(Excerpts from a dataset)
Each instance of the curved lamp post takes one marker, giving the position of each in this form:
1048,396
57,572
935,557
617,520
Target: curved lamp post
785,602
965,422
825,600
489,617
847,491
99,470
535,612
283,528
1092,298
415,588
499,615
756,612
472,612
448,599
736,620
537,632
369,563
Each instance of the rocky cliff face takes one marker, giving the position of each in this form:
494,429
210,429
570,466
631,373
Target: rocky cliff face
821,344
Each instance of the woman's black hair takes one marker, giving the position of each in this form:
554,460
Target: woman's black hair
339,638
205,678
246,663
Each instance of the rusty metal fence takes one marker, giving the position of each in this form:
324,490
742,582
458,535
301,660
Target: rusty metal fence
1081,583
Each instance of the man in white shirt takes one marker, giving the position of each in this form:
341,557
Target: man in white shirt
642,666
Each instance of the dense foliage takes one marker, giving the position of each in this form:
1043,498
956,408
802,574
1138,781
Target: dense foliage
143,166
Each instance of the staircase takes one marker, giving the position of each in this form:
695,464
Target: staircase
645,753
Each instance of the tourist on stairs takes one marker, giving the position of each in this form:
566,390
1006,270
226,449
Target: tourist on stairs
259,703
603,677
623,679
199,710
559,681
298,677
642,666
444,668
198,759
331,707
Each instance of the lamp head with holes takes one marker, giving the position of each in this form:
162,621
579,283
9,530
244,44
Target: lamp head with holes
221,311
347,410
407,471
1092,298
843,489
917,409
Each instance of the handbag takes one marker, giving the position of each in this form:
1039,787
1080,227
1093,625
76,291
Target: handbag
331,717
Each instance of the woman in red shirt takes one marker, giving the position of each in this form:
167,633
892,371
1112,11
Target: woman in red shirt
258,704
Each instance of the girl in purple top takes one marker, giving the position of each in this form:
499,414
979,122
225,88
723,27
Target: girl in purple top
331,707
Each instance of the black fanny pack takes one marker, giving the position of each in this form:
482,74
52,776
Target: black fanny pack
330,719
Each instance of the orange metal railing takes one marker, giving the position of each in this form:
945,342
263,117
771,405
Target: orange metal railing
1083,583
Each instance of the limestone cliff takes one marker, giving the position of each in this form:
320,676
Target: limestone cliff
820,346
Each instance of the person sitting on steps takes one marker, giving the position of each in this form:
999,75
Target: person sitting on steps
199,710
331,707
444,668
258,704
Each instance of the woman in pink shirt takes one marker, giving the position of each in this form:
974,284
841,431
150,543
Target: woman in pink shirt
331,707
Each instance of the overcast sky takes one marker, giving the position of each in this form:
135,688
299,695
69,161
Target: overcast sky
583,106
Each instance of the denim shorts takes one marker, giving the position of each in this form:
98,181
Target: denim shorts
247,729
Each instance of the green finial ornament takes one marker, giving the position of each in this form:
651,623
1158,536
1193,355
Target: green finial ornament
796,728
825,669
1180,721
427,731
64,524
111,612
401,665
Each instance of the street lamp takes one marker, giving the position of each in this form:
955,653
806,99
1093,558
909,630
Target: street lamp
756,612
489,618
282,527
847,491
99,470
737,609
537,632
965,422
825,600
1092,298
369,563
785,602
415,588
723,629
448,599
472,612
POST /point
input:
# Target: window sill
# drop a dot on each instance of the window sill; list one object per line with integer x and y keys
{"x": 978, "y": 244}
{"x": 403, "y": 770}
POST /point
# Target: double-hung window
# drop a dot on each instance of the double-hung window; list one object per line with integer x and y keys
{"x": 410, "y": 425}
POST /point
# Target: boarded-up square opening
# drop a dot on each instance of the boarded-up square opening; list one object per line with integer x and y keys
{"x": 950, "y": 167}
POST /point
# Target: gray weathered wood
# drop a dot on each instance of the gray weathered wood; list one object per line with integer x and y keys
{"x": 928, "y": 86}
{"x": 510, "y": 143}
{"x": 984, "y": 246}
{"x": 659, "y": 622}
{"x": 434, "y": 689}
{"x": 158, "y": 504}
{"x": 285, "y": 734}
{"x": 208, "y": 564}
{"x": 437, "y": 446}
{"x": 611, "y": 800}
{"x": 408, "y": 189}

* _What to produce_: All of the records shown above should be reproduced exactly.

* _Answer below_:
Each instance of the curved lamp post takes one marker, giving the position of each in this form:
1048,396
57,572
935,557
617,520
Target: curved lamp post
785,602
965,422
825,600
489,617
847,491
99,470
535,612
283,528
1092,298
415,588
499,615
756,612
472,612
448,599
736,620
537,632
369,563
Each instance of the rocky cliff face takes one marker, giving the position of each in this form:
494,429
210,429
570,466
631,373
Target: rocky cliff face
821,344
Each instance of the woman's black hair takes one marker, giving the position of each in this form:
554,460
Target: woman's black hair
339,638
205,678
246,663
Each instance of the rusty metal fence takes one marker, giving the position of each in this form:
324,490
742,582
458,535
301,660
Target: rusty metal fence
1081,583
Each instance of the man in white shirt takes one marker, giving the position of each in this form:
341,557
Target: man in white shirt
642,666
Each instance of the dense foliage takes one marker, giving the position of each in this form:
1043,498
956,408
802,574
1138,781
Target: dense foliage
143,166
Each instance of the staircase takes one marker, giving the position of each in this form:
695,464
Target: staircase
645,753
Each instance of the tourist on stairs takes one marker, giving the position of each in this form:
566,390
1006,270
226,449
Target: tourist on stairs
259,703
603,677
623,679
199,710
559,681
298,677
642,666
444,668
198,759
331,707
Each instance of the lamp head with holes takes one marker, giving the position of each in this form:
162,621
579,283
9,530
244,44
Target: lamp head with holes
221,311
347,410
407,471
1092,298
843,489
917,409
Each instance of the handbag takes one marker, giving the position of each in this form:
1039,787
1080,227
1093,625
76,291
Target: handbag
331,717
Each instance of the woman in red shirt takes one marker, giving the position of each in this form:
167,633
892,371
1112,11
Target: woman in red shirt
258,704
Each instance of the girl in purple top takes one marker, giving the position of each in this form:
499,414
979,122
225,88
723,27
Target: girl in purple top
331,707
Each instance of the black fanny pack takes one marker, giving the position of each in this form:
482,74
52,776
Target: black fanny pack
330,719
Each instance of the orange metal railing takes one marker, giving the position of each in this form:
945,342
263,117
771,405
Target: orange metal railing
1083,583
Each instance of the limestone cliff takes one marker, giving the position of each in this form:
320,676
Target: limestone cliff
820,346
Each instance of the person sitting on steps takes one marker, giving the position of each in this form:
999,75
Target: person sitting on steps
199,710
331,707
444,668
258,704
Each instance of the woman in pink shirt takes one marker, giving the position of each in this form:
974,284
841,431
150,543
Target: woman in pink shirt
331,707
Each instance of the overcast sky takes one marker, giving the position of each in this form:
135,688
299,695
69,161
Target: overcast sky
583,106
Each instance of the denim shorts takes one marker, giving the position of each in this form:
98,181
Target: denim shorts
247,729
Each instance of the green finial ornament takes one marker, giving the position of each in this form:
651,623
1158,536
1193,355
Target: green finial ornament
796,728
825,669
1180,721
427,731
64,524
111,612
401,665
Each instance of the street lamp takes one marker, giving the position of each in this form:
955,653
806,99
1093,558
909,630
Target: street lamp
756,612
489,618
282,527
847,491
99,470
737,609
537,632
965,422
825,600
1092,298
369,563
785,602
415,588
723,629
448,599
472,612
POST /point
input:
# Target: window sill
# drop a dot on each instance of the window sill; list one object per line with integer x and y keys
{"x": 978, "y": 244}
{"x": 403, "y": 770}
POST /point
# Target: double-hung window
# drop a dot on each instance of the double-hung window; list one object per line with integer x and y keys
{"x": 410, "y": 425}
POST /point
# Target: boarded-up square opening
# drop a dot on each instance of the boarded-up square opening; list one object per line with integer x and y keys
{"x": 950, "y": 167}
POST /point
# Target: gray weathered wood
# drop a dot on each instance of the gray weathered wood; list one object per line with integer x and y keys
{"x": 928, "y": 86}
{"x": 510, "y": 143}
{"x": 984, "y": 246}
{"x": 659, "y": 622}
{"x": 434, "y": 689}
{"x": 158, "y": 504}
{"x": 285, "y": 734}
{"x": 208, "y": 564}
{"x": 437, "y": 446}
{"x": 611, "y": 800}
{"x": 408, "y": 189}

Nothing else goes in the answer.